### STATED EXERCISE 1
Can you rewrite the paragraph of the Westfjords travel post beginning "The Westfjords of Iceland is the remotest" as a single shorter sentence that keeps its main facts?

Things to do in the Magical Westfjords of Iceland.

Posted: 31/07/20 | July 31st, 2020

Things to do in the Magical Westfjords of Iceland. Come explore the remote Westfjords, spot seals, puffins, and arctic foxes and experience remote and rugged nature.

Things to do in the Magical Westfjords of Iceland.

The Westfjords of Iceland is the remotest and one of the harshest places in all of Iceland. Ruled by the Arctic fox, and shrouded in sorcery and magic. The Westfjords are truly magical.

There is just something about the tall, towering mountains and the deep, steep fjords below that are intriguing. Not many people live there, but there are a few very tough, charming fishing villages left.

Both my great grandfather and grandmother are from the Westfjords, so my roots run deep there. I have always thought that the Westfjords are the most beautiful part of Iceland. Every time I visit I’m still amazed by its beauty, and even after many visits I still discover new things.

This post will give you ideas of what’s to see and do in the Westfjords and hopefully inspire you to venture off the ring road and visit the remote, magical west of Iceland. Which is way less crowded than the golden circle!

### STATED EXERCISE 2
Could you express the records, starting at the line containing "For each instance of the man wading" and ending at the end of the records, as a Markdown table with a Row column giving each line's number and a Line column giving the line, leaving out any blank lines?

### DATA PROVIDED
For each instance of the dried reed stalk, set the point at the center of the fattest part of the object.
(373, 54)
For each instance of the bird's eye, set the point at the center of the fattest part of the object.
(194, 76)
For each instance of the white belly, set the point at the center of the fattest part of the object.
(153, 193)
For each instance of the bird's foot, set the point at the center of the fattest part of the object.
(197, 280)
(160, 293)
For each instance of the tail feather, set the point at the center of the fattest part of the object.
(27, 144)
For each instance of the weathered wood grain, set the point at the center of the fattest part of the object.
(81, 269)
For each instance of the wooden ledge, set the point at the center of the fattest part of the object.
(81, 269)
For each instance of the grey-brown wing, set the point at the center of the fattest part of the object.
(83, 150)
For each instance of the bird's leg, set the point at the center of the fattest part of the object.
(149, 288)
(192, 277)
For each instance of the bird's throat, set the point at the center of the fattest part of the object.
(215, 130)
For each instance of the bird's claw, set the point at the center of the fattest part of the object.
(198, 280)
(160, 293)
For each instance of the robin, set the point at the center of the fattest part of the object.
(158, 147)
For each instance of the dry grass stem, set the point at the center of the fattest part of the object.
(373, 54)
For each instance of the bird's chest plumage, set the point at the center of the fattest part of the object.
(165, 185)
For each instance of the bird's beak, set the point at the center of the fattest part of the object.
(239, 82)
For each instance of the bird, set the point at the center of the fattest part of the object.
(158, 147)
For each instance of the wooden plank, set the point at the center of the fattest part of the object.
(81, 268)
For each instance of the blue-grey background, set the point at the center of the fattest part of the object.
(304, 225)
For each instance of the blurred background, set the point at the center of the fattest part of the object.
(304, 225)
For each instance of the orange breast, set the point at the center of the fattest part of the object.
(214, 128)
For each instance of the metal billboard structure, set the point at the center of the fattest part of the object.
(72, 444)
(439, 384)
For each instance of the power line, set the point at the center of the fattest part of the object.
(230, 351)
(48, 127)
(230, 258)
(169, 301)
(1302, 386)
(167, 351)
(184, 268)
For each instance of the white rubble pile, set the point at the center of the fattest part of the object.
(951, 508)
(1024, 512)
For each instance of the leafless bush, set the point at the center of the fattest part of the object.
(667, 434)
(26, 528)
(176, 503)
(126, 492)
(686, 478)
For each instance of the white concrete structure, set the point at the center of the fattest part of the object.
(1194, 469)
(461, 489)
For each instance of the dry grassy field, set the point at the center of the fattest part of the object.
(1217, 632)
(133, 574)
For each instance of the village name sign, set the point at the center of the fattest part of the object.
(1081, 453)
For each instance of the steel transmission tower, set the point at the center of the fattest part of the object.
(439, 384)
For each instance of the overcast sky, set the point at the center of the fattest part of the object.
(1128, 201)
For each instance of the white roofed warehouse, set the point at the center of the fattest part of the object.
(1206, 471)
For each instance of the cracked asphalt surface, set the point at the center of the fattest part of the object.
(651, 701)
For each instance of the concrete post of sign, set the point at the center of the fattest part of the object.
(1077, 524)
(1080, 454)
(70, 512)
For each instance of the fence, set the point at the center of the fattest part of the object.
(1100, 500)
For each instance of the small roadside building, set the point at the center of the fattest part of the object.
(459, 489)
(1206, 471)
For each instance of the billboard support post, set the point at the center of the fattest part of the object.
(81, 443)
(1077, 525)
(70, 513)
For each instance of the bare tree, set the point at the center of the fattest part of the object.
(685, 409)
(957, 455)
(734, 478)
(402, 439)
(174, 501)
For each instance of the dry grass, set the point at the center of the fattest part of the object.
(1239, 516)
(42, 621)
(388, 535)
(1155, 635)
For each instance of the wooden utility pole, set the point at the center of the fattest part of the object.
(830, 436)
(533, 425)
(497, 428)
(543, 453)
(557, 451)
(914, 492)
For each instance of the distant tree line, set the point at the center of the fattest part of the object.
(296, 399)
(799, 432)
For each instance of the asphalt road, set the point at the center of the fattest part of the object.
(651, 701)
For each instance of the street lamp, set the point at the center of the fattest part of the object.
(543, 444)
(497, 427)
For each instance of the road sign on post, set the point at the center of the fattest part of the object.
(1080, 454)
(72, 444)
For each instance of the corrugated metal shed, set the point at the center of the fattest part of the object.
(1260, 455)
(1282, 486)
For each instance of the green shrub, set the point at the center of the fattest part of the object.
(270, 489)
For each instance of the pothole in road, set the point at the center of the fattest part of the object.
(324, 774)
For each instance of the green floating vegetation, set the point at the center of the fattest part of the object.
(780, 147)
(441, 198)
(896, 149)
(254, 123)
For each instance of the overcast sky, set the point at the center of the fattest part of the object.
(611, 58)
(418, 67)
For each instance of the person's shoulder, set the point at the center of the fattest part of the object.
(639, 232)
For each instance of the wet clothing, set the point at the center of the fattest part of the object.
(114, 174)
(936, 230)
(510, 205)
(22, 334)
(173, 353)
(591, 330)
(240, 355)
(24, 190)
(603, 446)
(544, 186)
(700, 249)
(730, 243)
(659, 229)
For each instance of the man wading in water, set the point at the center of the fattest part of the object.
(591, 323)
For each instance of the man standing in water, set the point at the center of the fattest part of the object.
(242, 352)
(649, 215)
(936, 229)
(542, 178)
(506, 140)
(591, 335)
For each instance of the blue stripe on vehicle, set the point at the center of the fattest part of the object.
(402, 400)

### FULL SOLUTION 1
The Westfjords are the remotest and one of the harshest places in Iceland, ruled by the Arctic fox, shrouded in sorcery and magic, and truly magical.

### FULL SOLUTION 2
| Row | Line |
|---|---|
| 1 | For each instance of the man wading in water, set the point at the center of the fattest part of the object. |
| 2 | (591, 323) |
| 3 | For each instance of the man standing in water, set the point at the center of the fattest part of the object. |
| 4 | (242, 352) |
| 5 | (649, 215) |
| 6 | (936, 229) |
| 7 | (542, 178) |
| 8 | (506, 140) |
| 9 | (591, 335) |
| 10 | For each instance of the blue stripe on vehicle, set the point at the center of the fattest part of the object. |
| 11 | (402, 400) |